* _Objective_
Copy the records below line for line, leaving out the pictures.

-------- Rows

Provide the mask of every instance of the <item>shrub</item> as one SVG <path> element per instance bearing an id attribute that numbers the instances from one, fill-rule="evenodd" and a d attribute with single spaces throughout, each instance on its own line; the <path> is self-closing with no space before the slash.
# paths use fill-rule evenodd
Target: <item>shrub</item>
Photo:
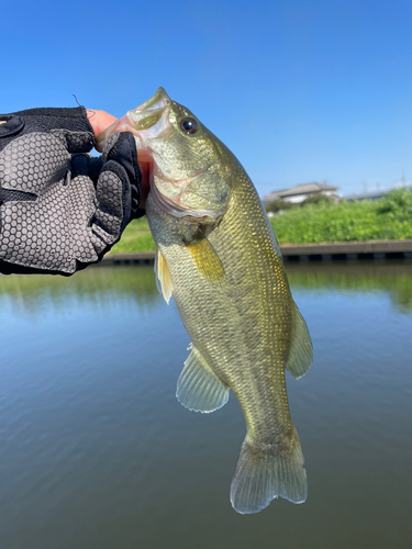
<path id="1" fill-rule="evenodd" d="M 299 204 L 294 204 L 293 202 L 288 202 L 286 200 L 278 199 L 278 200 L 274 200 L 272 202 L 270 202 L 270 204 L 268 204 L 266 206 L 266 211 L 268 213 L 269 212 L 279 213 L 281 211 L 291 210 L 292 208 L 296 208 L 297 205 L 299 205 Z"/>

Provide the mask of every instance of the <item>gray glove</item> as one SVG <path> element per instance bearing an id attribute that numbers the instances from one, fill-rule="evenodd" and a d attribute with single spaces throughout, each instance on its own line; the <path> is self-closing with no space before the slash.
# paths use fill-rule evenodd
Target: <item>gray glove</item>
<path id="1" fill-rule="evenodd" d="M 99 261 L 137 216 L 133 136 L 114 134 L 92 158 L 82 107 L 0 121 L 0 272 L 71 274 Z"/>

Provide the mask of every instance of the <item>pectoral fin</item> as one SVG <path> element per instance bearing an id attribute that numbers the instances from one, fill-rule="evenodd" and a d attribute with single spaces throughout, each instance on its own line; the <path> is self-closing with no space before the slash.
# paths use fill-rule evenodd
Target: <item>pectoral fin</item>
<path id="1" fill-rule="evenodd" d="M 229 388 L 216 378 L 192 344 L 189 349 L 192 351 L 179 376 L 176 396 L 185 407 L 193 412 L 214 412 L 226 404 Z"/>
<path id="2" fill-rule="evenodd" d="M 165 298 L 166 303 L 169 304 L 171 294 L 174 293 L 174 287 L 166 259 L 163 257 L 159 249 L 157 249 L 155 257 L 155 272 L 157 289 Z"/>
<path id="3" fill-rule="evenodd" d="M 286 367 L 299 379 L 307 373 L 312 363 L 313 350 L 312 340 L 309 335 L 307 323 L 300 314 L 298 305 L 292 300 L 292 335 L 291 345 Z"/>
<path id="4" fill-rule="evenodd" d="M 208 238 L 202 237 L 193 243 L 186 244 L 196 266 L 210 282 L 219 283 L 224 278 L 222 261 L 219 259 Z"/>

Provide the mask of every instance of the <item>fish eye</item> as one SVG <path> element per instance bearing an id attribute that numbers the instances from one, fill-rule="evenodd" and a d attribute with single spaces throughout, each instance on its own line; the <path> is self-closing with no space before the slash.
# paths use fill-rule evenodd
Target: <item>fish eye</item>
<path id="1" fill-rule="evenodd" d="M 180 128 L 187 134 L 194 134 L 198 131 L 198 123 L 194 119 L 186 117 L 180 121 Z"/>

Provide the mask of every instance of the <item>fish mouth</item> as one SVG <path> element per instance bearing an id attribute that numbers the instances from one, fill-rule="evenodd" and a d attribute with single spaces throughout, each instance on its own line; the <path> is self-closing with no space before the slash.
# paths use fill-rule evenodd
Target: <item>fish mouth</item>
<path id="1" fill-rule="evenodd" d="M 154 169 L 153 165 L 151 166 L 151 197 L 158 210 L 162 212 L 172 215 L 174 217 L 182 219 L 189 223 L 201 223 L 201 224 L 214 224 L 218 223 L 223 216 L 225 210 L 223 209 L 194 209 L 192 206 L 182 204 L 181 199 L 183 198 L 186 188 L 190 183 L 191 180 L 204 173 L 209 168 L 204 168 L 202 170 L 193 172 L 186 180 L 174 181 L 172 184 L 178 183 L 179 192 L 176 197 L 167 197 L 164 194 L 157 181 L 160 182 L 164 180 L 162 172 Z M 171 182 L 170 180 L 168 180 Z"/>
<path id="2" fill-rule="evenodd" d="M 148 139 L 167 135 L 172 130 L 168 117 L 170 102 L 165 89 L 158 88 L 151 99 L 133 111 L 127 111 L 98 135 L 97 149 L 101 152 L 107 139 L 115 132 L 130 132 L 134 135 L 137 150 L 141 153 L 140 160 L 149 161 Z"/>

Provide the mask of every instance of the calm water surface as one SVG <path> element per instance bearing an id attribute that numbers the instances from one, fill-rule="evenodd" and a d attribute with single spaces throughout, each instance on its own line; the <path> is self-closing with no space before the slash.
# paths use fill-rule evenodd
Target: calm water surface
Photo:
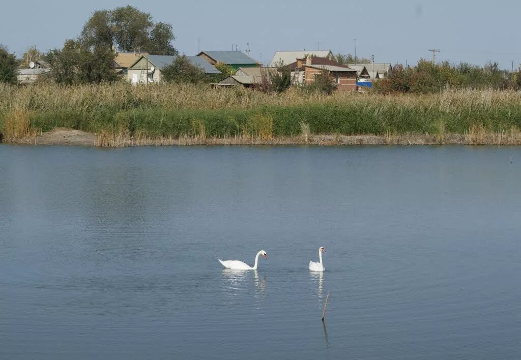
<path id="1" fill-rule="evenodd" d="M 521 358 L 520 229 L 519 148 L 2 145 L 0 357 Z"/>

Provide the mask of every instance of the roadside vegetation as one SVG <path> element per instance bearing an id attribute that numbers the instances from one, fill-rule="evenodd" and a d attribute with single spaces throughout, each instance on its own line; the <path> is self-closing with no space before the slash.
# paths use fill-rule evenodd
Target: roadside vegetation
<path id="1" fill-rule="evenodd" d="M 386 143 L 408 136 L 441 144 L 459 134 L 461 143 L 521 144 L 521 92 L 328 95 L 307 89 L 265 93 L 183 84 L 0 85 L 0 132 L 6 140 L 56 127 L 96 133 L 105 146 L 138 139 L 211 143 L 212 138 L 240 138 L 238 143 L 249 143 L 328 134 L 375 135 Z"/>

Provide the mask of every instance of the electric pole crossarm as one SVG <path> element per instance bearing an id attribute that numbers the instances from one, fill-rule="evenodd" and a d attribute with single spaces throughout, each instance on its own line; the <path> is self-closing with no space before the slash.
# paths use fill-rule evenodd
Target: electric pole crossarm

----------------

* _Complete answer_
Provide the mask of every instance of the <item>shrub</item> as one SVG <path> element per instance bearing an id attribute that numbers the instances from one, fill-rule="evenodd" and a d attribute with single spaces throughout, each instance on its own line; the <path> is self-closing with no space before the slash.
# paths use fill-rule evenodd
Target: <item>shrub</item>
Photo:
<path id="1" fill-rule="evenodd" d="M 299 204 L 294 204 L 293 202 L 288 202 L 286 200 L 278 199 L 278 200 L 274 200 L 272 202 L 270 202 L 270 204 L 268 204 L 266 206 L 266 211 L 268 213 L 269 212 L 279 213 L 281 211 L 291 210 L 292 208 L 296 208 L 297 205 L 299 205 Z"/>

Provide the mask of every instance of the <item>gray glove</item> as one SVG <path> element per instance bearing an id attribute that numbers the instances from one, fill-rule="evenodd" and a d attribute with single spaces throughout, each instance on its own line; the <path> is self-closing with no space before the slash.
# paths use fill-rule evenodd
Target: <item>gray glove</item>
<path id="1" fill-rule="evenodd" d="M 99 261 L 137 216 L 133 136 L 114 134 L 92 158 L 82 107 L 0 121 L 0 272 L 71 274 Z"/>

Provide the mask of every instance of the <item>pectoral fin</item> as one SVG <path> element per instance bearing an id attribute that numbers the instances from one, fill-rule="evenodd" and a d attribute with single spaces throughout, each instance on its own line; the <path> is self-closing with no space before the slash.
# paths use fill-rule evenodd
Target: <item>pectoral fin</item>
<path id="1" fill-rule="evenodd" d="M 229 388 L 216 378 L 192 344 L 189 349 L 192 351 L 179 376 L 176 396 L 185 407 L 193 412 L 214 412 L 226 404 Z"/>
<path id="2" fill-rule="evenodd" d="M 165 298 L 166 303 L 169 304 L 171 294 L 174 293 L 174 287 L 166 259 L 163 257 L 159 249 L 157 249 L 155 257 L 155 272 L 157 289 Z"/>
<path id="3" fill-rule="evenodd" d="M 286 367 L 299 379 L 307 373 L 312 363 L 313 350 L 312 340 L 309 335 L 307 323 L 300 314 L 298 305 L 292 300 L 292 335 L 291 345 Z"/>
<path id="4" fill-rule="evenodd" d="M 208 238 L 202 237 L 193 243 L 186 244 L 196 266 L 210 282 L 219 283 L 224 278 L 222 261 L 219 259 Z"/>

Provide the mask of every instance of the <item>fish eye</item> as one SVG <path> element per instance bearing an id attribute that numbers the instances from one, fill-rule="evenodd" and a d attribute with single spaces throughout, each instance on its own line; the <path> is self-closing with no space before the slash.
# paths use fill-rule evenodd
Target: <item>fish eye</item>
<path id="1" fill-rule="evenodd" d="M 180 128 L 187 134 L 194 134 L 198 131 L 198 123 L 194 119 L 186 117 L 180 121 Z"/>

Provide the mask of every instance of the <item>fish mouth</item> as one SVG <path> element per instance bearing an id attribute that numbers the instances from one, fill-rule="evenodd" and a d attribute with single spaces throughout, each instance on its own line; the <path> is self-closing with no space before the slash.
# paths use fill-rule evenodd
Target: <item>fish mouth</item>
<path id="1" fill-rule="evenodd" d="M 154 169 L 153 165 L 151 166 L 151 197 L 158 210 L 162 212 L 172 215 L 174 217 L 182 219 L 189 223 L 201 223 L 201 224 L 214 224 L 218 223 L 223 216 L 225 210 L 223 209 L 194 209 L 192 206 L 182 204 L 181 199 L 183 198 L 186 188 L 190 183 L 191 180 L 204 173 L 209 168 L 204 168 L 202 170 L 193 172 L 186 180 L 174 181 L 172 184 L 178 183 L 179 192 L 176 197 L 167 197 L 164 194 L 157 181 L 160 182 L 164 180 L 162 172 Z M 171 182 L 170 180 L 168 180 Z"/>
<path id="2" fill-rule="evenodd" d="M 148 139 L 167 135 L 172 130 L 168 117 L 170 102 L 165 89 L 158 88 L 151 99 L 133 111 L 127 111 L 98 135 L 97 149 L 101 152 L 107 139 L 115 132 L 130 132 L 134 135 L 137 150 L 141 153 L 140 160 L 149 161 Z"/>

Provide the mask of every instance of the calm water surface as one SVG <path> element per instance bearing an id attribute that numbers the instances from one, fill-rule="evenodd" and a d attribute with single spaces throughout, each instance on its own line; the <path> is self-closing with no space before the slash.
# paths use fill-rule evenodd
Target: calm water surface
Photo:
<path id="1" fill-rule="evenodd" d="M 521 358 L 520 229 L 519 148 L 2 145 L 0 357 Z"/>

Provide the mask of every instance of the roadside vegetation as one SVG <path> element per instance bearing an id attribute that numbers the instances from one, fill-rule="evenodd" and a d attribute with single spaces throughout, each instance on its own line; the <path> is self-closing with no space before the slash.
# paths use fill-rule evenodd
Target: roadside vegetation
<path id="1" fill-rule="evenodd" d="M 386 143 L 408 136 L 441 144 L 459 134 L 461 143 L 521 144 L 521 92 L 328 95 L 307 89 L 265 93 L 183 84 L 0 85 L 0 132 L 6 140 L 56 127 L 96 133 L 105 146 L 138 139 L 211 143 L 212 138 L 240 138 L 238 143 L 249 143 L 328 134 L 375 135 Z"/>

Provide the mask of every instance of the electric pole crossarm as one SVG <path> element per instance bearing an id attribute that numbers the instances from one, fill-rule="evenodd" and a d attribute with single spaces throughout, each instance on its own line; the <path> is self-closing with no space before the slash.
# paths use fill-rule evenodd
Target: electric pole crossarm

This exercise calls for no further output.